- _WORK TASK_
Please quote the job posting word for word between "Docker @ 4 Kubernetes" and "of those workflows.", inclusive.

### READING PASSAGE

Staff Infrastructure Engineer, Discovery Team

USD 340,000-425,000 per year
SENIOR
✅ Hybrid

SCRAPED

Used Tools & Technologies

Not specified

Required Skills & Competences ?

Docker @ 4 Kubernetes @ 4 Spark @ 4 GCP @ 4 Distributed Systems @ 7 AWS @ 4 Communication @ 7 Performance Optimization @ 7 PyTorch @ 4 GPU @ 4

Details

Anthropic’s mission is to create reliable, interpretable, and steerable AI systems that are safe and beneficial. The Discovery Team is focused on building an "AI scientist" — systems capable of solving long-horizon reasoning challenges and enabling scientific workflows. This role works across the whole model stack and focuses on improving models' abilities to use computers as part of those workflows.

About the role

As a Staff Infrastructure Engineer on the Discovery Team you will work end-to-end to identify and address infrastructure blockers on the path to scientific AGI. Strong candidates will have experience with performance optimization, distributed systems, VM/sandboxing/container deployment, and large-scale data pipelines. Familiarity with language model training, evaluation, and inference is highly encouraged.

Responsibilities

  • Design and implement large-scale infrastructure systems to support AI scientist training, evaluation, and deployment across distributed environments.
  • Identify and resolve infrastructure bottlenecks impeding progress toward scientific capabilities.

######
### LISTED ENTRIES

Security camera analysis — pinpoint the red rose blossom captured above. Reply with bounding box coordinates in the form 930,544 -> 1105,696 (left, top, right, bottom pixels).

######
### LISTED ENTRIES

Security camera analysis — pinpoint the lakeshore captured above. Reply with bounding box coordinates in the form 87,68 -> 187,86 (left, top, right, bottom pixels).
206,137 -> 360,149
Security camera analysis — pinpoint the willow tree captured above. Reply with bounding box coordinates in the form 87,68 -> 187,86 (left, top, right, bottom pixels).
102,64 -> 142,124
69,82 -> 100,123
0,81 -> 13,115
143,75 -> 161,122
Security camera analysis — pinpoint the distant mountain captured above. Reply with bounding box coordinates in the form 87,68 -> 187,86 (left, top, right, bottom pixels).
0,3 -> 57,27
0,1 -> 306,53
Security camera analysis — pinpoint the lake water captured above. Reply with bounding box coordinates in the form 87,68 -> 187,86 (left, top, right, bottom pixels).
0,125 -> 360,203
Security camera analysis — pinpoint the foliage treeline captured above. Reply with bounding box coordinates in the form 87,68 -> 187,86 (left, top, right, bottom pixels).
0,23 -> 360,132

######

- _RESPONSE TO THIS EXERCISE_
Docker @ 4 Kubernetes @ 4 Spark @ 4 GCP @ 4 Distributed Systems @ 7 AWS @ 4 Communication @ 7 Performance Optimization @ 7 PyTorch @ 4 GPU @ 4

Details

Anthropic’s mission is to create reliable, interpretable, and steerable AI systems that are safe and beneficial. The Discovery Team is focused on building an "AI scientist" — systems capable of solving long-horizon reasoning challenges and enabling scientific workflows. This role works across the whole model stack and focuses on improving models' abilities to use computers as part of those workflows.